# TEXT EXCERPT
══════════
Race conditions when creating multiple LVM2 snapshots

Bug #483890 reported by Jürgen Kreileder
36
This bug affects 4 people
Affects Status Importance Assigned to Milestone
lvm2 (Ubuntu)
New
Undecided
Unassigned
udev (Ubuntu)
New
Undecided
Unassigned

Bug Description

Binary package hint: lvm2

I'm creating several LVM2 snapshots in quick succession for backup. The attached bash script shows what is done.
If I run the script like it is I *always* get error messages on console and in syslog, presumably all coming from udev. The snapshots seem to work fine but I'm a bit uneasy about this.

If I add "sync; sleep 2;" statements between the snapshot commands it gets a bit better, the error messages only show up sporadically then.
══════════
Image location labeling entries:
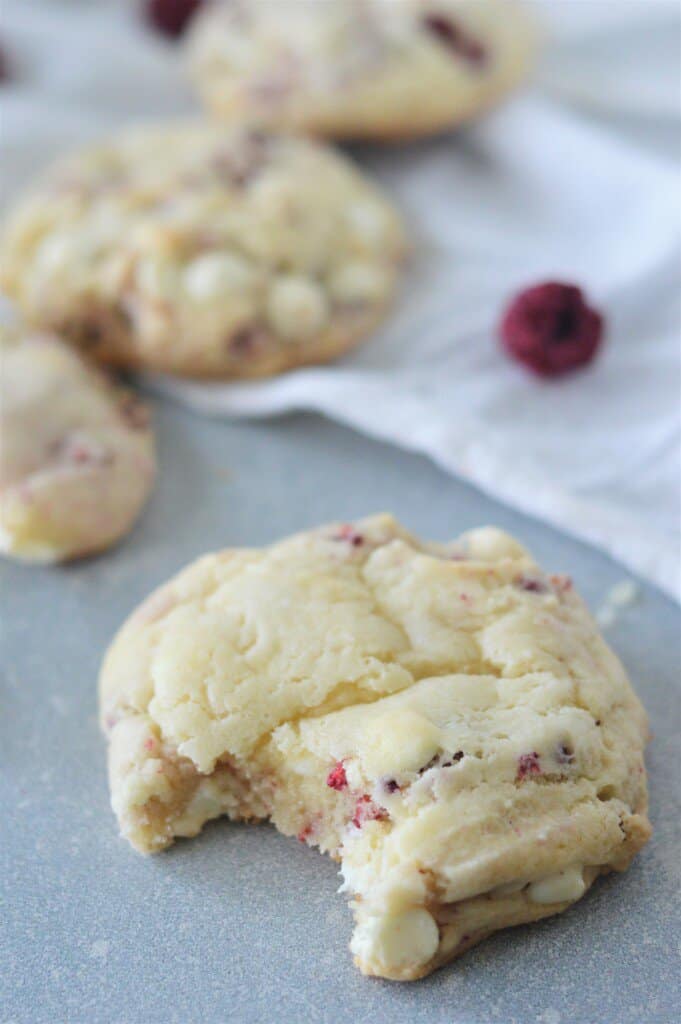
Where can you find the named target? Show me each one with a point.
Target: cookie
(77, 460)
(358, 69)
(205, 251)
(443, 719)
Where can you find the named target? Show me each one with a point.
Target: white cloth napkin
(534, 193)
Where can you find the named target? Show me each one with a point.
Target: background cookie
(443, 719)
(205, 251)
(77, 459)
(383, 69)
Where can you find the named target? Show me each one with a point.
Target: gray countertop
(242, 924)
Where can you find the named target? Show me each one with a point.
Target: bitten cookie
(372, 69)
(443, 719)
(77, 460)
(205, 251)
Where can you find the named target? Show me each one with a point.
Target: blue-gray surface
(242, 924)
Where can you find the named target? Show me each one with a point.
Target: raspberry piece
(5, 74)
(528, 765)
(337, 778)
(455, 38)
(170, 16)
(367, 810)
(551, 329)
(391, 785)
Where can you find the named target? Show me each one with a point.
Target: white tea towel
(533, 193)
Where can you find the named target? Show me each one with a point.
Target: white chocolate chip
(408, 938)
(359, 282)
(296, 307)
(561, 888)
(210, 275)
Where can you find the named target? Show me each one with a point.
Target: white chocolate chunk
(400, 740)
(211, 275)
(296, 307)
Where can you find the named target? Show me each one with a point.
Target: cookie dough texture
(445, 720)
(205, 251)
(373, 69)
(77, 460)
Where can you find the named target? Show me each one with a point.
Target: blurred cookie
(358, 69)
(205, 251)
(77, 460)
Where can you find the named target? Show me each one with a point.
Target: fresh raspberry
(170, 16)
(528, 765)
(551, 329)
(337, 778)
(455, 38)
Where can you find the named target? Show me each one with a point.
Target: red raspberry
(551, 329)
(336, 777)
(455, 38)
(346, 532)
(170, 16)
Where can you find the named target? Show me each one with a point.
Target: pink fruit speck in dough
(528, 765)
(336, 777)
(551, 329)
(367, 810)
(170, 16)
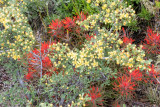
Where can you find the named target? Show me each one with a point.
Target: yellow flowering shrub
(105, 46)
(17, 37)
(112, 12)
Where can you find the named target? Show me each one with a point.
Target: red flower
(68, 23)
(89, 37)
(34, 61)
(55, 27)
(136, 75)
(127, 40)
(152, 42)
(125, 86)
(152, 72)
(81, 17)
(94, 94)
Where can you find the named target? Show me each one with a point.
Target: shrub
(16, 39)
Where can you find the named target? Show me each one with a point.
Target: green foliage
(157, 4)
(15, 94)
(144, 14)
(70, 8)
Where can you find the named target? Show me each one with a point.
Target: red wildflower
(55, 27)
(89, 37)
(34, 61)
(127, 40)
(152, 72)
(81, 17)
(94, 94)
(125, 86)
(152, 42)
(68, 23)
(136, 75)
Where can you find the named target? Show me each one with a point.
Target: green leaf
(157, 4)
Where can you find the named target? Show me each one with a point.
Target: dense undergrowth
(73, 53)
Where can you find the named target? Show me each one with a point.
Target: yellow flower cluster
(112, 12)
(17, 37)
(130, 56)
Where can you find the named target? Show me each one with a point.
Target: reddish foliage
(89, 37)
(152, 72)
(68, 23)
(125, 86)
(152, 42)
(94, 94)
(136, 75)
(67, 29)
(34, 62)
(126, 40)
(81, 17)
(55, 27)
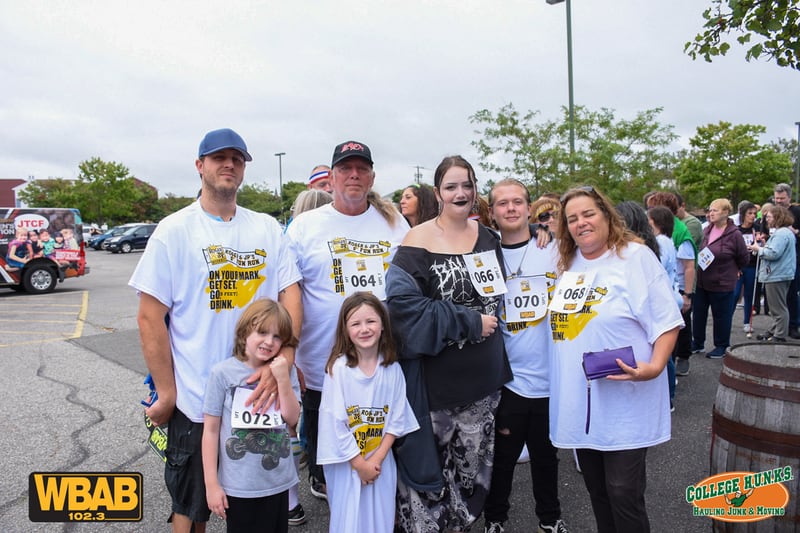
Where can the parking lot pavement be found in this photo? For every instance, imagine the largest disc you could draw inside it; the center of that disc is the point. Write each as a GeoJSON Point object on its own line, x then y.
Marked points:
{"type": "Point", "coordinates": [73, 405]}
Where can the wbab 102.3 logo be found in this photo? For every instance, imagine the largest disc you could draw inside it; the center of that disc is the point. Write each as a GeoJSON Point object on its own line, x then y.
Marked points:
{"type": "Point", "coordinates": [741, 496]}
{"type": "Point", "coordinates": [82, 497]}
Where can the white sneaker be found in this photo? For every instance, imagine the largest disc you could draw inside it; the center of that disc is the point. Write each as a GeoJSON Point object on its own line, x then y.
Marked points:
{"type": "Point", "coordinates": [524, 457]}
══════════
# GIVEN EXERCISE 1
According to the LVM2 snapshot bug report, what happens when "sync; sleep 2;" statements are added between the snapshot commands?
# GIVEN EXERCISE 2
Write the next part of the LVM2 snapshot bug report, picking up after its last sentence.

# TASK RESPONSE 1
The error messages then show up only sporadically.

# TASK RESPONSE 2
The system is an update-to-date x86-64 Karmic installation. Here are the error messages from two runs of the test script + entries in syslog:

# ./btest.sh
  pre-backup: creating and mounting snapshots
  Logical volume "backup_root" created
  Logical volume "backup_usr" created
  Path /dev/ACTION=_change_ no longer valid for device(253,15)
  Logical volume "backup_home" created
  Path /dev/ACTION=_add_ no longer valid for device(253,21)
  Path /dev/DEVTYPE=_disk_ no longer valid for device(253,21)
  Path /dev/PWD=_/_ no longer valid for device(253,21)
  Path /dev/DM_STATE_ACTIVE=_1_ no longer valid for device(253,21)
  Path /dev/SUBSYSTEM=_block_ no longer valid for device(253,21)
  Path /dev/DM_TABLE_LIVE=_1_ no longer valid for device(253,21)
  Path /dev/IFS=_ no longer valid for device(253,21)
  Path /dev/DM_TARGET_COUNT=_1_ no longer valid for device(253,21)
  Path /dev/UDEV_LOG=_3_ no longer valid for device(253,21)
  Path /dev/_ no longer valid for device(253,21)
  Logical volume "backup_var_log" created
  Path /dev/ACTION=_change_ no longer valid for device(253,20)
  Path /dev/ACTION=_add_ no longer valid for device(253,24)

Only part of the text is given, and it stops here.